## Problem to work on
Leave out the images; return the rest of the data exactly.

* * *

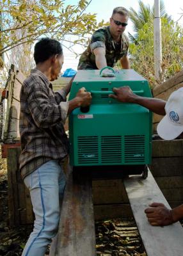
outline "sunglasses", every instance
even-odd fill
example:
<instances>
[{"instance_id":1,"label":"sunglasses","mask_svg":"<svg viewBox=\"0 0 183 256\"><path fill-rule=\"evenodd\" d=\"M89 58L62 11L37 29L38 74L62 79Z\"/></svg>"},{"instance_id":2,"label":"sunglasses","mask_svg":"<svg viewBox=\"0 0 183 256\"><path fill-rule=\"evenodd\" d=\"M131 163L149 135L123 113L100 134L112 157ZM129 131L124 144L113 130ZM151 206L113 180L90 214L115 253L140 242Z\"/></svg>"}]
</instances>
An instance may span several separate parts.
<instances>
[{"instance_id":1,"label":"sunglasses","mask_svg":"<svg viewBox=\"0 0 183 256\"><path fill-rule=\"evenodd\" d=\"M118 21L118 20L114 20L114 19L113 18L111 18L112 19L112 20L114 21L114 22L115 23L115 24L116 25L117 25L117 26L120 26L120 25L122 25L123 27L125 27L126 26L127 26L127 23L125 23L125 22L121 22L120 21Z\"/></svg>"}]
</instances>

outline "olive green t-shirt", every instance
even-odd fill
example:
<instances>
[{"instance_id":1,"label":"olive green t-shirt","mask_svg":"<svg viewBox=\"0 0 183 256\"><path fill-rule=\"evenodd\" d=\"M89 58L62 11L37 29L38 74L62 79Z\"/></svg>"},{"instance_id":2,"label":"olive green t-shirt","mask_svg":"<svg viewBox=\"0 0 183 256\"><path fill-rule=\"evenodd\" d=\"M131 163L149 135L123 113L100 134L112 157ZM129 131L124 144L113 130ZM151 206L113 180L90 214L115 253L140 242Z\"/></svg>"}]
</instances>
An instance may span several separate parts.
<instances>
[{"instance_id":1,"label":"olive green t-shirt","mask_svg":"<svg viewBox=\"0 0 183 256\"><path fill-rule=\"evenodd\" d=\"M106 49L107 65L113 67L118 60L127 55L129 45L129 39L124 33L121 36L121 41L116 44L112 38L109 26L98 29L93 34L86 50L81 54L77 69L98 69L93 54L93 50L97 47Z\"/></svg>"}]
</instances>

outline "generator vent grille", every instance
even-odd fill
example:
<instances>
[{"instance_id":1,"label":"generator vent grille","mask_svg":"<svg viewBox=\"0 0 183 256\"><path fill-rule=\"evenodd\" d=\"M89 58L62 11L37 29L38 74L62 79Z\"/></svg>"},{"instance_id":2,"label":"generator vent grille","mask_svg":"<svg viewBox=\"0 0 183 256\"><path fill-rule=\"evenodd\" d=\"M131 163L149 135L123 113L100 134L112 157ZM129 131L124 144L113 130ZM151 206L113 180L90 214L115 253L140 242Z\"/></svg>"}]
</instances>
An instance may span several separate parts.
<instances>
[{"instance_id":1,"label":"generator vent grille","mask_svg":"<svg viewBox=\"0 0 183 256\"><path fill-rule=\"evenodd\" d=\"M125 136L125 163L145 161L145 135Z\"/></svg>"},{"instance_id":2,"label":"generator vent grille","mask_svg":"<svg viewBox=\"0 0 183 256\"><path fill-rule=\"evenodd\" d=\"M101 163L122 163L122 136L101 136Z\"/></svg>"},{"instance_id":3,"label":"generator vent grille","mask_svg":"<svg viewBox=\"0 0 183 256\"><path fill-rule=\"evenodd\" d=\"M98 136L79 136L77 147L79 164L98 163Z\"/></svg>"}]
</instances>

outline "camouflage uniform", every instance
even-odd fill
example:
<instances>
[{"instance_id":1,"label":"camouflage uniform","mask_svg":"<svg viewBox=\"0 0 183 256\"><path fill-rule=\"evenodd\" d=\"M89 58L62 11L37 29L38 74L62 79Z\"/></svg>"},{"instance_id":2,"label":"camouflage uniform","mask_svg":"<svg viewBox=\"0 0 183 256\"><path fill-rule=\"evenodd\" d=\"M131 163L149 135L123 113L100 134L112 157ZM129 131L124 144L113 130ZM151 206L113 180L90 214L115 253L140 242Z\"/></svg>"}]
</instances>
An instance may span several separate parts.
<instances>
[{"instance_id":1,"label":"camouflage uniform","mask_svg":"<svg viewBox=\"0 0 183 256\"><path fill-rule=\"evenodd\" d=\"M118 60L127 55L129 45L128 38L123 33L121 42L116 44L112 38L109 26L98 29L93 34L86 50L81 54L77 69L98 69L93 54L93 50L97 47L106 49L107 65L113 67Z\"/></svg>"}]
</instances>

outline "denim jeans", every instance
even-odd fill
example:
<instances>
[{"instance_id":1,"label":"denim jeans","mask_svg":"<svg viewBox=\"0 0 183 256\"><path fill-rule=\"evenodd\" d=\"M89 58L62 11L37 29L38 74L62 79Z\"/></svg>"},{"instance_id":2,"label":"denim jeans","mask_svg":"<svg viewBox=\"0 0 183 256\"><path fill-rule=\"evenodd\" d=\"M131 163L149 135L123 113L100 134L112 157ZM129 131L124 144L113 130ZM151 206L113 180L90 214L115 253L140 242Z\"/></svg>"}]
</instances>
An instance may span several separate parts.
<instances>
[{"instance_id":1,"label":"denim jeans","mask_svg":"<svg viewBox=\"0 0 183 256\"><path fill-rule=\"evenodd\" d=\"M35 220L22 256L44 256L47 245L57 234L65 175L58 161L51 160L26 176L24 181L30 191Z\"/></svg>"}]
</instances>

* * *

## Written answer
outline "sunglasses", every instance
even-odd fill
example:
<instances>
[{"instance_id":1,"label":"sunglasses","mask_svg":"<svg viewBox=\"0 0 183 256\"><path fill-rule=\"evenodd\" d=\"M89 58L62 11L37 29L38 74L62 79Z\"/></svg>"},{"instance_id":2,"label":"sunglasses","mask_svg":"<svg viewBox=\"0 0 183 256\"><path fill-rule=\"evenodd\" d=\"M131 163L149 135L123 113L100 134L112 157ZM129 131L124 144L113 130ZM151 206L113 180L90 214L115 253L140 242Z\"/></svg>"}]
</instances>
An instance may span several separate parts.
<instances>
[{"instance_id":1,"label":"sunglasses","mask_svg":"<svg viewBox=\"0 0 183 256\"><path fill-rule=\"evenodd\" d=\"M118 21L118 20L114 20L114 19L113 18L111 18L112 19L112 20L114 21L114 22L115 23L115 24L116 25L117 25L117 26L120 26L120 25L122 25L123 27L125 27L126 26L127 26L127 23L125 23L125 22L121 22L120 21Z\"/></svg>"}]
</instances>

outline "olive green t-shirt", every instance
even-odd fill
example:
<instances>
[{"instance_id":1,"label":"olive green t-shirt","mask_svg":"<svg viewBox=\"0 0 183 256\"><path fill-rule=\"evenodd\" d=\"M89 58L62 11L37 29L38 74L62 79Z\"/></svg>"},{"instance_id":2,"label":"olive green t-shirt","mask_svg":"<svg viewBox=\"0 0 183 256\"><path fill-rule=\"evenodd\" d=\"M131 163L149 135L123 113L100 134L112 157ZM129 131L124 144L113 130ZM151 206L113 180L90 214L115 253L140 242Z\"/></svg>"}]
</instances>
An instance may span several separate parts.
<instances>
[{"instance_id":1,"label":"olive green t-shirt","mask_svg":"<svg viewBox=\"0 0 183 256\"><path fill-rule=\"evenodd\" d=\"M106 49L107 65L113 67L118 60L127 55L129 45L129 39L124 33L121 36L121 41L116 44L112 38L109 26L98 29L93 34L86 50L81 54L77 69L98 69L93 54L93 50L97 47Z\"/></svg>"}]
</instances>

outline "generator vent grille", every instance
even-odd fill
example:
<instances>
[{"instance_id":1,"label":"generator vent grille","mask_svg":"<svg viewBox=\"0 0 183 256\"><path fill-rule=\"evenodd\" d=\"M89 58L62 11L37 29L38 74L62 79Z\"/></svg>"},{"instance_id":2,"label":"generator vent grille","mask_svg":"<svg viewBox=\"0 0 183 256\"><path fill-rule=\"evenodd\" d=\"M131 163L149 135L123 113L100 134L112 157ZM129 131L124 144L113 130ZM151 206L113 180L90 214L115 253L140 242Z\"/></svg>"}]
</instances>
An instance may span several separate parts.
<instances>
[{"instance_id":1,"label":"generator vent grille","mask_svg":"<svg viewBox=\"0 0 183 256\"><path fill-rule=\"evenodd\" d=\"M125 136L125 163L145 161L145 135Z\"/></svg>"},{"instance_id":2,"label":"generator vent grille","mask_svg":"<svg viewBox=\"0 0 183 256\"><path fill-rule=\"evenodd\" d=\"M101 163L122 163L122 136L101 136Z\"/></svg>"},{"instance_id":3,"label":"generator vent grille","mask_svg":"<svg viewBox=\"0 0 183 256\"><path fill-rule=\"evenodd\" d=\"M98 136L79 136L77 147L79 164L98 163Z\"/></svg>"}]
</instances>

outline "camouflage uniform", every instance
even-odd fill
example:
<instances>
[{"instance_id":1,"label":"camouflage uniform","mask_svg":"<svg viewBox=\"0 0 183 256\"><path fill-rule=\"evenodd\" d=\"M89 58L62 11L37 29L38 74L62 79Z\"/></svg>"},{"instance_id":2,"label":"camouflage uniform","mask_svg":"<svg viewBox=\"0 0 183 256\"><path fill-rule=\"evenodd\" d=\"M131 163L149 135L123 113L100 134L112 157ZM129 131L124 144L113 130ZM151 206L113 180L90 214L115 253L140 242Z\"/></svg>"}]
</instances>
An instance may span several separate parts.
<instances>
[{"instance_id":1,"label":"camouflage uniform","mask_svg":"<svg viewBox=\"0 0 183 256\"><path fill-rule=\"evenodd\" d=\"M118 60L127 55L129 45L128 38L123 33L121 42L116 44L112 38L109 26L98 29L93 34L86 50L81 54L77 69L98 69L93 54L93 50L97 47L106 49L107 65L113 67Z\"/></svg>"}]
</instances>

outline "denim jeans", every instance
even-odd fill
example:
<instances>
[{"instance_id":1,"label":"denim jeans","mask_svg":"<svg viewBox=\"0 0 183 256\"><path fill-rule=\"evenodd\" d=\"M89 58L62 11L37 29L38 74L62 79Z\"/></svg>"},{"instance_id":2,"label":"denim jeans","mask_svg":"<svg viewBox=\"0 0 183 256\"><path fill-rule=\"evenodd\" d=\"M131 163L149 135L123 113L100 134L112 157ZM129 131L124 144L113 130ZM151 206L113 180L90 214L115 253L140 242Z\"/></svg>"}]
</instances>
An instance may span several separate parts.
<instances>
[{"instance_id":1,"label":"denim jeans","mask_svg":"<svg viewBox=\"0 0 183 256\"><path fill-rule=\"evenodd\" d=\"M35 220L22 256L44 256L47 245L57 234L65 175L58 161L51 160L26 176L24 181L30 191Z\"/></svg>"}]
</instances>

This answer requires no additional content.